-- Start DATA SUPPLIED --

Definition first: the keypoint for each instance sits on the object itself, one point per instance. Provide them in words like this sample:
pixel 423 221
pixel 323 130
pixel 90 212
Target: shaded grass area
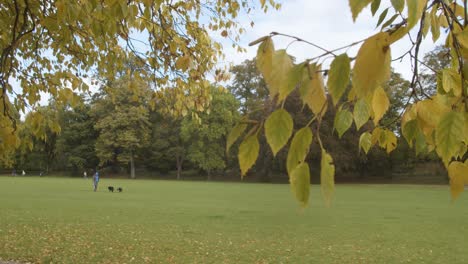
pixel 61 220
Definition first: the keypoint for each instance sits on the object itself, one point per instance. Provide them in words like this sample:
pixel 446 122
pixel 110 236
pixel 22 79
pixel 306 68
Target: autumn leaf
pixel 299 148
pixel 365 142
pixel 278 129
pixel 248 153
pixel 327 177
pixel 372 66
pixel 343 121
pixel 361 113
pixel 338 77
pixel 380 104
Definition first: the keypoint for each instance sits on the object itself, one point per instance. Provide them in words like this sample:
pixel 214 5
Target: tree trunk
pixel 179 166
pixel 132 165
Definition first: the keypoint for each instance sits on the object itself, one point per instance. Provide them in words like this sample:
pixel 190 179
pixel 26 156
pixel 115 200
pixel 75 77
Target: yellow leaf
pixel 365 141
pixel 182 63
pixel 300 183
pixel 248 153
pixel 372 67
pixel 327 177
pixel 357 6
pixel 299 148
pixel 458 174
pixel 380 104
pixel 265 58
pixel 312 90
pixel 390 142
pixel 429 112
pixel 415 10
pixel 399 5
pixel 338 77
pixel 361 113
pixel 278 129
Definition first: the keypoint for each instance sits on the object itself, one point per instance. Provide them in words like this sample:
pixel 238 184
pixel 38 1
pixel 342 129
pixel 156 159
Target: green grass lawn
pixel 61 220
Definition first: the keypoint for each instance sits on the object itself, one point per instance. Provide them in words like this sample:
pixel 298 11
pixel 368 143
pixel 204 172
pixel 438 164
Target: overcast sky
pixel 326 23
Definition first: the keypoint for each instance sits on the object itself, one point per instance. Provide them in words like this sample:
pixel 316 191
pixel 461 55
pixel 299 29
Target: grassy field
pixel 61 220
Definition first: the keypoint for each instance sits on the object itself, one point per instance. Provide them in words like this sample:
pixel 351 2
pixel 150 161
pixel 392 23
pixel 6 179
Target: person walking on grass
pixel 96 180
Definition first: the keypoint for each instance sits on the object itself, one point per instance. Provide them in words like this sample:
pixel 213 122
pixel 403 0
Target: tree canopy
pixel 432 122
pixel 54 46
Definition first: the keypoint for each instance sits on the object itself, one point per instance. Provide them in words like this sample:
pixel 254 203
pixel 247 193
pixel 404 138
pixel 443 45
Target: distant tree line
pixel 122 130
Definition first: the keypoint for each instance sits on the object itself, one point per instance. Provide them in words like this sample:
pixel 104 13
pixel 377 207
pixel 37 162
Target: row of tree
pixel 124 127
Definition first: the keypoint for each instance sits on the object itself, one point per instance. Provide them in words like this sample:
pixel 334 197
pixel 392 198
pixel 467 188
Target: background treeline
pixel 123 130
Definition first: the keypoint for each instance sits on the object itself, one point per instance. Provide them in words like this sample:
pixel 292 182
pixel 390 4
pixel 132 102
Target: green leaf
pixel 300 183
pixel 398 5
pixel 278 129
pixel 265 58
pixel 415 10
pixel 410 130
pixel 248 153
pixel 361 113
pixel 449 133
pixel 357 6
pixel 435 25
pixel 380 104
pixel 299 148
pixel 295 77
pixel 343 121
pixel 458 174
pixel 375 6
pixel 365 142
pixel 338 77
pixel 382 17
pixel 372 67
pixel 327 177
pixel 234 135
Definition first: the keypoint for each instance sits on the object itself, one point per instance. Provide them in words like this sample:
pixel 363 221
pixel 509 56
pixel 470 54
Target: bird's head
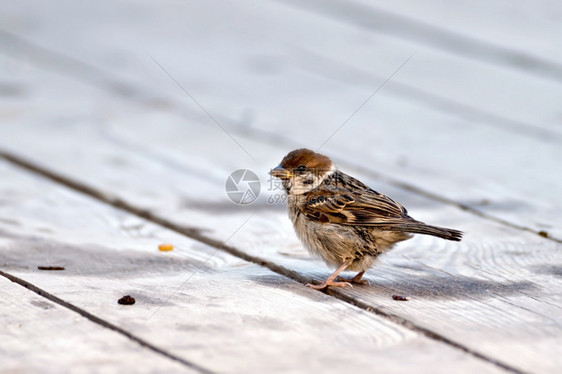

-- End DATA SUPPLIED --

> WHAT THE EXERCISE ASKS:
Rewrite the lines starting at the first one and ending at the line that contains "pixel 132 165", changing "autumn leaf" to "fallen leaf" and keeping everything else the same. Omit the pictures.

> WRITTEN RESPONSE:
Definition first: the keypoint for each instance sits on the object itself, one point per instance. Provide them in words like this sample:
pixel 423 221
pixel 323 130
pixel 90 212
Target: shaded grass area
pixel 61 220
Definition first: the keypoint for each instance sits on the object itself, one point per instance. Provide them in words like this sample:
pixel 446 122
pixel 110 236
pixel 22 79
pixel 306 68
Target: fallen leaf
pixel 299 148
pixel 365 142
pixel 278 129
pixel 248 153
pixel 327 177
pixel 372 66
pixel 343 121
pixel 361 113
pixel 338 77
pixel 380 104
Definition first: the keypoint for each instance sits on the object itself, one point per instance. Provide them in words like this sample:
pixel 214 5
Target: tree trunk
pixel 179 166
pixel 132 165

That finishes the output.